* [Exercise details]:
Output the data below verbatim, line for line, omitting the pictures.

* [Given data]:
::::::::

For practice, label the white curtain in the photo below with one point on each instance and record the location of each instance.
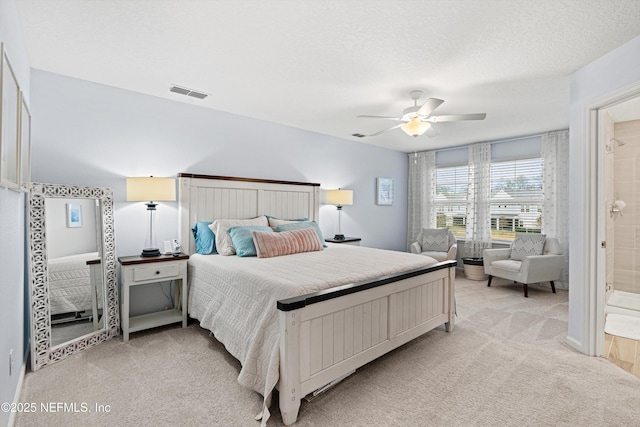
(422, 193)
(478, 231)
(555, 208)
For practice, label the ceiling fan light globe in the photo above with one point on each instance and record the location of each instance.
(415, 127)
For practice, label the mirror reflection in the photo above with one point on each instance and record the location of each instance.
(76, 291)
(73, 295)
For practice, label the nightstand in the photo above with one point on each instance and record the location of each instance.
(137, 270)
(354, 241)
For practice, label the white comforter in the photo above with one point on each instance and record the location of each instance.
(70, 283)
(236, 297)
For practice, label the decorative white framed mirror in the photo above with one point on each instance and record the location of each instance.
(73, 292)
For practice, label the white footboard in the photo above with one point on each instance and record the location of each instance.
(328, 334)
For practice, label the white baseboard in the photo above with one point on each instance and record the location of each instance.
(16, 397)
(575, 344)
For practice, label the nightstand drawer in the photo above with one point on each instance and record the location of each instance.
(156, 271)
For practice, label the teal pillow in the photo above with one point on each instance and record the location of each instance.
(243, 240)
(204, 237)
(302, 224)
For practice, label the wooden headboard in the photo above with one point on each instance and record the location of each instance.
(207, 198)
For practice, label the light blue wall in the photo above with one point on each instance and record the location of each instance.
(91, 134)
(12, 228)
(614, 72)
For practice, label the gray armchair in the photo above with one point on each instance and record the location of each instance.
(546, 267)
(438, 243)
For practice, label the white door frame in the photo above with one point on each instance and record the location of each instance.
(595, 227)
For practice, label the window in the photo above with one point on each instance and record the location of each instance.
(516, 198)
(451, 198)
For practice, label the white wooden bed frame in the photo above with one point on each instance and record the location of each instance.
(324, 335)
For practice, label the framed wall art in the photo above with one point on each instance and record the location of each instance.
(384, 191)
(74, 215)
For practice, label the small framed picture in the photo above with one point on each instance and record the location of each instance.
(74, 215)
(384, 191)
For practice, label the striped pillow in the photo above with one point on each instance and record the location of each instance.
(270, 245)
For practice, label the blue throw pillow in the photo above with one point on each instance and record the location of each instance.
(204, 237)
(243, 240)
(302, 224)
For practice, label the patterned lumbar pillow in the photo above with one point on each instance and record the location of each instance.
(224, 244)
(269, 244)
(435, 239)
(526, 245)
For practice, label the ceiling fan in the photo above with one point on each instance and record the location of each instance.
(416, 120)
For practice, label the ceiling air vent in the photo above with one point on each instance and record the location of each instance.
(188, 92)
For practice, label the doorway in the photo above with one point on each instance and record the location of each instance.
(619, 228)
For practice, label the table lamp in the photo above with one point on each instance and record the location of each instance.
(151, 190)
(339, 198)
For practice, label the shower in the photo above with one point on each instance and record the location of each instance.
(622, 228)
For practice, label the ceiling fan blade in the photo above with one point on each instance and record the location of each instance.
(364, 116)
(386, 130)
(457, 117)
(431, 132)
(429, 106)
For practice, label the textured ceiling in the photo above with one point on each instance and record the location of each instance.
(316, 65)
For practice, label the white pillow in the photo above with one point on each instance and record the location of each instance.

::::::::

* [Solution for this problem]:
For practice, label the white curtain in the photo below with one point on each instance and record the location of each instance.
(422, 193)
(478, 231)
(555, 208)
For practice, label the ceiling fan light globe in the photo above with one point on each instance and record the location of each instance.
(415, 127)
For practice, label the mirror reflection in the photo above with one point on each instance and record the location of each instance.
(76, 291)
(73, 295)
For practice, label the nightstand in the photo above with one point on each instance and record the location of each instance.
(137, 270)
(354, 241)
For practice, label the white comforter in the photo above with one point on each instance and record the location of each instance.
(70, 283)
(236, 297)
For practice, label the decorative white framed mirror in the photo above with one point on each instance and record the location of each instance.
(73, 292)
For practice, label the white footboard in the photo above with one point on each instance and record the location of each instance.
(328, 334)
For practice, label the white baseboard in the photo above with one point on each instance and record the location of each instance.
(16, 397)
(575, 344)
For practice, label the nightstand drawer in the photo above with one point on each instance and record the location of each instance.
(156, 271)
For practice, label the teal pillow in the photo above with one point on each instance and record the location of each instance.
(243, 240)
(204, 237)
(302, 224)
For practice, label the wooden headboard in the photo above with one point on each instance and record the location of each instance.
(207, 198)
For practice, label the light blue wall in the photo above with one point on each instance and record the location of each instance.
(91, 134)
(12, 228)
(614, 72)
For practice, label the gray armchair in the photo above with one point on each instance and record the location of each instance.
(546, 267)
(438, 243)
For practice, label the white door frame in the photo above with one point on each instance and record the location of each instance.
(595, 227)
For practice, label the window in the photo above with one point on each instance and record the location of each instance.
(516, 198)
(451, 198)
For practice, label the white wooden bed frame in the photo above with one point on each instance and record the location of each instance.
(324, 335)
For practice, label the framed wall art in the photo above with one point on each instance and record the location of each instance.
(384, 191)
(74, 215)
For practice, label the small framed picture in the photo above with one point on each instance and record the location of each instance.
(74, 215)
(384, 191)
For practice, label the striped pillow in the photo above with one point on each instance and record the location of each instance.
(270, 245)
For practice, label the blue throw pillow in the photo above with one point on each instance and record the location of each instance.
(204, 237)
(243, 240)
(302, 224)
For practice, label the patterned lumbar pillow in the photo above with one point on each instance and record the location of each instance.
(224, 244)
(269, 244)
(435, 239)
(526, 245)
For practice, label the ceiling fan in the photo above with one point on each instance and record the location of each instance.
(416, 120)
For practice, label the ceiling air vent in the photo above with one point on each instance and record the location of each instance.
(188, 92)
For practice, label the doorway in the photo above with one point on each instance and record the location of each instance.
(619, 228)
For practice, label the table lamp in the photo above with one point on each instance and record the location of each instance.
(151, 190)
(339, 198)
For practice, label the shower in the photo above with one point on each instance and record the location of each instance.
(622, 228)
For practice, label the ceiling fan blade in the photo above with one point on each instance and record the location of each instance.
(364, 116)
(386, 130)
(457, 117)
(431, 132)
(429, 106)
For practice, label the textured ceiling in the photo above with one point on each instance and record the location of each instance.
(316, 65)
For practice, label the white pillow in the photo above with one point on each instance and record the location of each instance.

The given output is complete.